:: The task ::
Beginning with the line that contains "Could you please spot the gray", extract each line through the end of the listing below, with no additions or omissions.

[Provided data]

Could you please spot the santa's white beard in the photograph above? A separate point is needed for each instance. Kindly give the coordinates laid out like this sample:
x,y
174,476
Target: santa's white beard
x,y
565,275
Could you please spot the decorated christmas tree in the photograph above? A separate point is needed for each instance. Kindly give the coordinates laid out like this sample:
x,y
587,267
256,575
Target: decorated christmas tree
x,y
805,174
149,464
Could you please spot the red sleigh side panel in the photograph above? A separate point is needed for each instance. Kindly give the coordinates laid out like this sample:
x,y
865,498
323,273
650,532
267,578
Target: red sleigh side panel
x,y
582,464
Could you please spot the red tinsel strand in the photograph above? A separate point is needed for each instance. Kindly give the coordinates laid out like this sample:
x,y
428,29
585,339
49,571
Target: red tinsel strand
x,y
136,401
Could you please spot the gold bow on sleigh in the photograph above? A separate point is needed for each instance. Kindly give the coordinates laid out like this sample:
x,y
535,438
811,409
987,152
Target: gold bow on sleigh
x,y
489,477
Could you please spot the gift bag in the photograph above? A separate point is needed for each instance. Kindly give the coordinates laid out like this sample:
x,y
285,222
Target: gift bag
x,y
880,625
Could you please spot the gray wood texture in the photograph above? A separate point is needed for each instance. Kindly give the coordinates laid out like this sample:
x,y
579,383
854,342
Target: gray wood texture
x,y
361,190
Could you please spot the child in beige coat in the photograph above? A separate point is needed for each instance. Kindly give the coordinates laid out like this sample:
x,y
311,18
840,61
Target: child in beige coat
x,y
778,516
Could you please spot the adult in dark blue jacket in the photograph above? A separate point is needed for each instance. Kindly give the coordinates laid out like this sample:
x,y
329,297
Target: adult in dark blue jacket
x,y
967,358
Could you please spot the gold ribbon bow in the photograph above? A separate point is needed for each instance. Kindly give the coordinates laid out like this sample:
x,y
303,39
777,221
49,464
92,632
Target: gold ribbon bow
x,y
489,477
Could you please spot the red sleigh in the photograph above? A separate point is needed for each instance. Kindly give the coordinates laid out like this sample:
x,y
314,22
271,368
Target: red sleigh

[/Provided data]

:: Reply ::
Could you please spot the gray wood texture in the photograph above? A separate point is needed for each instance. Kindly give the coordinates laid out like this sample:
x,y
579,383
854,342
Target: gray wood texture
x,y
361,190
Could you please spot the child in beige coat in the photograph above? A separate point is needed for each instance. Kindly give the coordinates laid out like this sample:
x,y
311,18
840,61
Target: child in beige coat
x,y
778,516
Could you please spot the adult in dark blue jacket in the photograph above? A separate point is needed for each instance. Kindly give the coordinates laid out like this sample:
x,y
329,297
Target: adult in dark blue jacket
x,y
967,358
Could you please spot the gold ribbon bow in the photograph above? A separate point is needed for each instance. Kindly give the coordinates laid out like this sample:
x,y
303,39
777,221
49,464
92,632
Target: gold ribbon bow
x,y
489,477
Could you please spot the red sleigh in the photograph above? A separate point is needed for each instance. Kindly give the coordinates laid out like this sample:
x,y
314,22
271,368
Target: red sleigh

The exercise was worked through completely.